(Dataset items)
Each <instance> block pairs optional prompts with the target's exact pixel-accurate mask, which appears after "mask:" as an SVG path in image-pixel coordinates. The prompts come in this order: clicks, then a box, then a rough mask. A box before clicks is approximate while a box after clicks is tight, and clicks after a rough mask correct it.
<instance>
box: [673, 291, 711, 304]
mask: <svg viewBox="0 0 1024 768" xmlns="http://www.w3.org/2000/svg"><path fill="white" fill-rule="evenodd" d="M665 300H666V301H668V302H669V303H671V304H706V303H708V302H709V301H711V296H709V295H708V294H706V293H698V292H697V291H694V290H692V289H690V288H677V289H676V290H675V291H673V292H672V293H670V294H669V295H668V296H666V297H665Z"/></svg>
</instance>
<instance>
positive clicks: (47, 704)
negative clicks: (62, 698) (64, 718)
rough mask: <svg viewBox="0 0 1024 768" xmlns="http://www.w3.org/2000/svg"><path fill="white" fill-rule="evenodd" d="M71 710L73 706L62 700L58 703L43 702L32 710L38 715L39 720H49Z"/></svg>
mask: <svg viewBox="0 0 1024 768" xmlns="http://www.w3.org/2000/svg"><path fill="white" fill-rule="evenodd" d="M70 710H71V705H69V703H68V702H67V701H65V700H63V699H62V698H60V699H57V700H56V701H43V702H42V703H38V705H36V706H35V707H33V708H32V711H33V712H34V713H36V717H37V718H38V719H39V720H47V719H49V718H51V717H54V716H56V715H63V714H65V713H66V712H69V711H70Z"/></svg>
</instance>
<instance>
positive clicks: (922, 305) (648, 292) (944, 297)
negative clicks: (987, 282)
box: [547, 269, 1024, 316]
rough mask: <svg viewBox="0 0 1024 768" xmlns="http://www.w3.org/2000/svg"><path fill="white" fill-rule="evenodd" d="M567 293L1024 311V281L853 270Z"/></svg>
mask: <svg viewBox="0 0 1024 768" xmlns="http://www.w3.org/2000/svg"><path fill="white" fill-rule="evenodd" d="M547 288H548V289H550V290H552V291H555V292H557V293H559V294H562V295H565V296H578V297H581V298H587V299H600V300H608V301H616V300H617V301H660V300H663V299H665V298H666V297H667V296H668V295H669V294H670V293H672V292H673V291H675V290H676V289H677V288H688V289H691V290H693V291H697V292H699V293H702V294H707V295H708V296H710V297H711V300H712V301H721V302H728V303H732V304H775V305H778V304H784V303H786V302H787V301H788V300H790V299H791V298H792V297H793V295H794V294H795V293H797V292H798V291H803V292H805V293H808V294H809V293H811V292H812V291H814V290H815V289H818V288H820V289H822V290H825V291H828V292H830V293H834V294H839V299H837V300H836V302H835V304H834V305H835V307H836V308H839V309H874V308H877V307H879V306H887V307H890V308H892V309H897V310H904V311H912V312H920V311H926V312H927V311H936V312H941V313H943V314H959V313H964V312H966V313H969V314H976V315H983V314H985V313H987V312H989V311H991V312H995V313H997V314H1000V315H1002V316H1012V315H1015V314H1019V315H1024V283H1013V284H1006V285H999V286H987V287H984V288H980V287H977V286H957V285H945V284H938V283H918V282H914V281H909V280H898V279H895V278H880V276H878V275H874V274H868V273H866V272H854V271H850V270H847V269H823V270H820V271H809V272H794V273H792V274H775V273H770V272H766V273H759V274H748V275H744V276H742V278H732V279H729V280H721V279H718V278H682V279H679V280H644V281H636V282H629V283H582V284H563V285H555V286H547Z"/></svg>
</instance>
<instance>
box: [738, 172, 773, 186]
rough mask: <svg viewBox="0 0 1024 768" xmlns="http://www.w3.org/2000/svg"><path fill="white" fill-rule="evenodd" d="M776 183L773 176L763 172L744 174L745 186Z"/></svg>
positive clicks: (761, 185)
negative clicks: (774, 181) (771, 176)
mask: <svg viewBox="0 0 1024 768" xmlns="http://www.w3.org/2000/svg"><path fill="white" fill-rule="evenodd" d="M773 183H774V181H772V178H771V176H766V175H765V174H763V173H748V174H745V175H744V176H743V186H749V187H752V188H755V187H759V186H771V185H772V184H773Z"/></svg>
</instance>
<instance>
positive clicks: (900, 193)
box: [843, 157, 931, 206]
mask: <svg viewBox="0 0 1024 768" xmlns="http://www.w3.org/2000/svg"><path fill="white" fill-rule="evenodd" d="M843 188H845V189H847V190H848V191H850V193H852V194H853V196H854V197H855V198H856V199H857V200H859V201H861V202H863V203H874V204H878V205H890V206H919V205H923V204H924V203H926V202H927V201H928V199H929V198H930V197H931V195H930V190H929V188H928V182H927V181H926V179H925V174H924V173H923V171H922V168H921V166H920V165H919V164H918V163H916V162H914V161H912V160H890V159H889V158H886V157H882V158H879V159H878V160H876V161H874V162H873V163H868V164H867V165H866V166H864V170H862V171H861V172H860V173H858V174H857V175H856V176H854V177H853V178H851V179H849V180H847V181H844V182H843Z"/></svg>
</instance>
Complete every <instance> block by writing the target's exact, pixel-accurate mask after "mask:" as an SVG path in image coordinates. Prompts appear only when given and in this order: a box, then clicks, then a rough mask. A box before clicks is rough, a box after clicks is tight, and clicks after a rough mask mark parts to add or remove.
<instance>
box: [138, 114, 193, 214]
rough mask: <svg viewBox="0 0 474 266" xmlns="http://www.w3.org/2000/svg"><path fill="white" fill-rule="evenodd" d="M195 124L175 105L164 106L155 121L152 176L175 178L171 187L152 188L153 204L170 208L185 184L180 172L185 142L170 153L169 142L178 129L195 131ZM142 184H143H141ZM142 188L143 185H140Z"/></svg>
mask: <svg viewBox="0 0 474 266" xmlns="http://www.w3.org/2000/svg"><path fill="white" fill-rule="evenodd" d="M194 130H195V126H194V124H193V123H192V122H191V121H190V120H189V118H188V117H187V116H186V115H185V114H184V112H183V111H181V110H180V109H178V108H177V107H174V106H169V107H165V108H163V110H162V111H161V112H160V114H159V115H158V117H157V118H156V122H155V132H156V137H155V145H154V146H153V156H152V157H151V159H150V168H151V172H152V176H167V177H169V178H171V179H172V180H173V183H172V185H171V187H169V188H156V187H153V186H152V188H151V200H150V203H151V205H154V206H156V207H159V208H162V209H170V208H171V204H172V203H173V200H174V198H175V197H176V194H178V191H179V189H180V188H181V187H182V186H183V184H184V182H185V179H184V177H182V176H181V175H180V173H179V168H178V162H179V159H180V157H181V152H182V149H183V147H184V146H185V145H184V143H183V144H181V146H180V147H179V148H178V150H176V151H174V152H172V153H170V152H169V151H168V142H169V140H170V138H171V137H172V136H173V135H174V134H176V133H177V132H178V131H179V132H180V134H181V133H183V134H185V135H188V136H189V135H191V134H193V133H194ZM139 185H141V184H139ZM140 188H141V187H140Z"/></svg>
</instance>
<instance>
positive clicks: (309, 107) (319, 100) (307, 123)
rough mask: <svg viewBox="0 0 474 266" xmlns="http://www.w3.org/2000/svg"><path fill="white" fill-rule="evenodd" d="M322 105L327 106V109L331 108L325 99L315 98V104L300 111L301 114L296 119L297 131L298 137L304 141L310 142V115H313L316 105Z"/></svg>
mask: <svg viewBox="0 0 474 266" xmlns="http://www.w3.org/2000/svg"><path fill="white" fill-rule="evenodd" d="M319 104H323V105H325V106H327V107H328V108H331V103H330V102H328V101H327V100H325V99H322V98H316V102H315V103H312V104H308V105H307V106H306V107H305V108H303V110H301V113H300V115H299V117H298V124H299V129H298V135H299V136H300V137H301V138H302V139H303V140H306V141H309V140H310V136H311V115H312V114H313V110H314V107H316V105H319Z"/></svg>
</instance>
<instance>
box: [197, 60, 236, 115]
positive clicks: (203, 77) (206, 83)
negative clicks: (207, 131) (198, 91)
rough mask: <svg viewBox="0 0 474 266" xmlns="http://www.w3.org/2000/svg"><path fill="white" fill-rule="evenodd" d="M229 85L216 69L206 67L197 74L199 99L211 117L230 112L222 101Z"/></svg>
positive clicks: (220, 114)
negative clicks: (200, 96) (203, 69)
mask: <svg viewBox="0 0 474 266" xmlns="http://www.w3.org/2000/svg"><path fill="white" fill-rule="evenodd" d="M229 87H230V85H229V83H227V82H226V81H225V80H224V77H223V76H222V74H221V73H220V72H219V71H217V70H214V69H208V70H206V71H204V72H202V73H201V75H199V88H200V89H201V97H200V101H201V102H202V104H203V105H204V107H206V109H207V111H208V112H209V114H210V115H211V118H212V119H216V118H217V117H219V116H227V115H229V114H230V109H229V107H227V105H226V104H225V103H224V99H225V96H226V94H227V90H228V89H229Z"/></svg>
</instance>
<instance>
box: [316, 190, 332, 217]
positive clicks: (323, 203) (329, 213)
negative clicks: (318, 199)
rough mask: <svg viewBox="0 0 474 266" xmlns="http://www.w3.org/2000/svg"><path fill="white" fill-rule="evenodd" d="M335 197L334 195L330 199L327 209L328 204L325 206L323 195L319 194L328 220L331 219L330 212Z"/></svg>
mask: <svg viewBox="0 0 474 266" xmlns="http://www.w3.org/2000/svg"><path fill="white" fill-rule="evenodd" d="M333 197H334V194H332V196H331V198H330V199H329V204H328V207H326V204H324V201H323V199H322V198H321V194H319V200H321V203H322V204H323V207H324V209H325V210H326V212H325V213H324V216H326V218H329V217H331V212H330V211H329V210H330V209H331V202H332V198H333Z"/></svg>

# About this task
Proceeding from the line containing "positive clicks: (922, 305)" through the line containing "box: [547, 269, 1024, 316]", transcribe the lines above exactly, both end lines included.

# Exercise solution
positive clicks: (922, 305) (648, 292) (944, 297)
negative clicks: (987, 282)
box: [547, 269, 1024, 316]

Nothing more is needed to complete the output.